Zadanie do wykonania a:
Przepisz ponownie rekordy, wszystko od wiersza zawierającego "Expected behavior: point out the concrete" aż do końca rekordów, łącznie z poleceniami. Przesuń przy tym o -16 każdą współrzędną w odpowiedziach, a liczby w poleceniach i ich wzorach formatu pozostaw bez zmian.

Tekst źródłowy:
::::

Facebook Instagram HALA GOPS DCK ZUK BIP
Wersja kontrastowa A + A - A
English bip

Z historii gminy

Gmina Dębno w przededniu III wojny światowej
03 kwi 2017
Kategoria: Z historii gminy
Gmina Dębno w przededniu III wojny światowej

Wielu historyków uważa, że w latach 1961-1963 świat stanął na krawędzi III wojny światowej. W czasie tego okresu, tzw. „zimna wojna” pomiędzy USA a ZSRR osiągnęła temperaturę grożącą wybuchem konfliktu nuklearnego. Jak do tego doszło? Gdy rewolucja Fidela Castro na Kubie okazała się być skuteczna, amerykańska CIA postanowiła ją natychmiast obalić, dokonując w 1961 roku inwazji w Zatoce Świń na Kubie. Operacja się nie udała, co wprowadziło napięcie w stosunkach między Stanami a Rosją.

::::

Dostarczone materiały:
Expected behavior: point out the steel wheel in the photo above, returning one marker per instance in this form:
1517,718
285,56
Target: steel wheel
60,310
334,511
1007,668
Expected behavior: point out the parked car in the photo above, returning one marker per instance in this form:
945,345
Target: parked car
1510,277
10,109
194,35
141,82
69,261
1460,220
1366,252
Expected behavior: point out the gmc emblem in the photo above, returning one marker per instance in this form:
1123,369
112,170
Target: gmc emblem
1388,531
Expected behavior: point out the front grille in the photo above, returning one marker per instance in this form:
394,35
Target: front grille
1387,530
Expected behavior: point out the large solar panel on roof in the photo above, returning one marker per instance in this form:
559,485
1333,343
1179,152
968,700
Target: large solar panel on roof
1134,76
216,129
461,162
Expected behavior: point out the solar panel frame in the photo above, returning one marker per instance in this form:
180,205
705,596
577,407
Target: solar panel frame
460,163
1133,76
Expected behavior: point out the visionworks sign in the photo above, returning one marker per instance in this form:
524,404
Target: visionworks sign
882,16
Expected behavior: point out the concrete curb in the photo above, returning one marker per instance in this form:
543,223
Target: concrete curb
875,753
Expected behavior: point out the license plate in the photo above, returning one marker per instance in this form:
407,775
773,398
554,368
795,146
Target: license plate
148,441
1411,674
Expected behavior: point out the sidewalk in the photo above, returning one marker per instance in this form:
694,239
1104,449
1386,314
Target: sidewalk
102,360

::::

Zadanie do wykonania b:
Kontynuuj tekst o gminie Dębno w przededniu III wojny światowej od miejsca, w którym się kończy.

Wynik zadania a:
Expected behavior: point out the concrete curb in the photo above, returning one marker per instance in this form:
543,223
Target: concrete curb
859,737
Expected behavior: point out the license plate in the photo above, returning one marker per instance in this form:
407,775
773,398
554,368
795,146
Target: license plate
132,425
1395,658
Expected behavior: point out the sidewalk in the photo above, returning one marker per instance in this form:
694,239
1104,449
1386,314
Target: sidewalk
86,344

Wynik zadania b:
Kilka miesięcy później, w czerwcu 1961 roku wybucha kryzys berliński, który rozpoczyna przywódca ZSRR Chruszczow, a który doprowadzić ma do budowy muru berlińskiego i wprowadzenia podwyższonego alarmu wojskowego w siłach nuklearnych USA.
W 1962 roku z kolei komunistyczna Rosja usiłuje zainstalować na Kubie rakiety o ładunku nuklearnym, co kończy się blokadą wyspy przez USA i kilkoma niebezpiecznymi zdarzeniami między atomowymi okrętami marynarki ZSRR i USA. Jak pisała prasa zachodnia, oficerom rosyjskim pociły się już palce na guzikach wyrzutni. Ostatecznie pokój został uratowany, choć cywilizacja znalazła się na skraju katastrofy.

Co łączy te wydarzenia z gminą Dębno? Ot, drobny epizod, ale jakże znaczący i oddający klimat tamtych czasów.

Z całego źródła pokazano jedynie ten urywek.